───── Reading text ─────

Measles cases reach 20-year high in U.S
Two hundred and eighty-eight cases of measles were reported to the CDC through May 23 of this year, a rate not seen since 1994. Ninety percent of the cases came from people who were unvaccinated.
"The current increase in measles cases is being driven by unvaccinated people, primarily U.S. residents, who got measles in other countries, brought the virus back to the U.S. and spread to others in communities where many people are not vaccinated," Anne Schuchat, the assistant surgeon general and director of the CDC's National Center for Immunizations and Respiratory Diseases, said. "Many of the clusters in the U.S. began following travel to the Philippines where a large outbreak has been occurring since October 2013."
Among the U.S. residents who contracted measles in 2014, 85 percent of them did not receive vaccinations for personal, religious or philosophical reasons.
"Many U.S. health care providers have never seen or treated a patient with measles because of the nation's robust vaccination efforts and our rapid response to outbreaks," Schuchat said.
Measles is a highly contagious respiratory disease. An estimated 20 million people worldwide are infected with measles every year, approximately 122,000 of whom die. The disease was declared eliminated from the U.S. in 2000, meaning there had not been continuous transmission of measles for more than a year.

─────

# Tasks and exercises
[1] Check each statement against the measles article. Mark it yes or no and quote the words from the article that settle it.
(a) The number of reported cases was the highest seen since 1994.
(b) Most of the U.S. residents who got measles in 2014 skipped vaccination for medical reasons.
(c) The large outbreak in the Philippines began in October 2013.
[2] Use the measles article to answer these questions.
(a) How many measles cases were reported to the CDC through May 23?
(b) About how many people worldwide die of measles each year?
(c) In what year was measles declared eliminated from the U.S.?

───── Recorded data ─────

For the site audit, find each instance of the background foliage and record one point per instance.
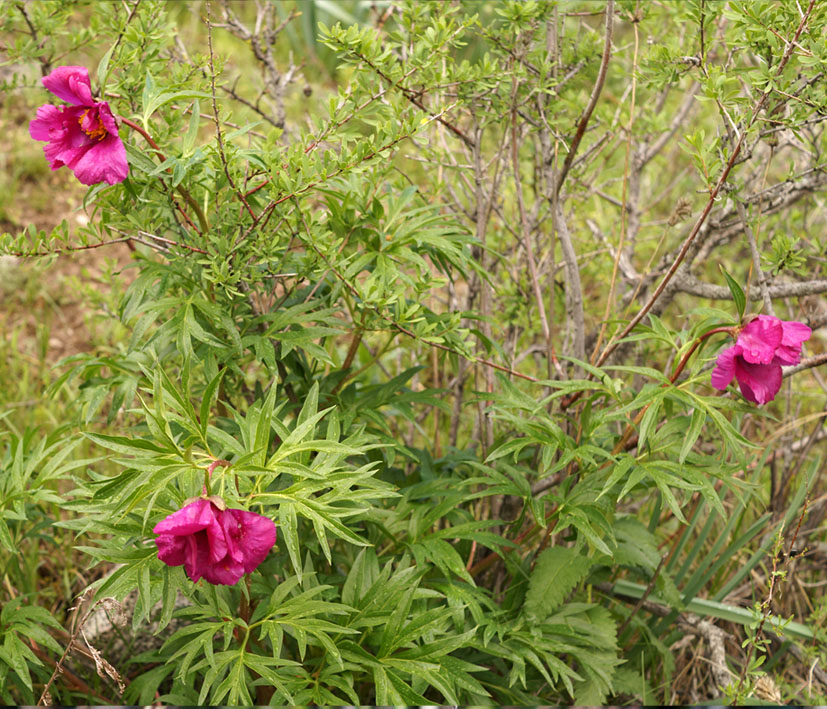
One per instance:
(420, 276)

─────

# Exercise results
[1]
(a) Yes: "a rate not seen since 1994"
(b) No: "85 percent of them did not receive vaccinations for personal, religious or philosophical reasons"
(c) Yes: "a large outbreak has been occurring since October 2013"

[2]
(a) Two hundred and eighty-eight
(b) Approximately 122,000
(c) 2000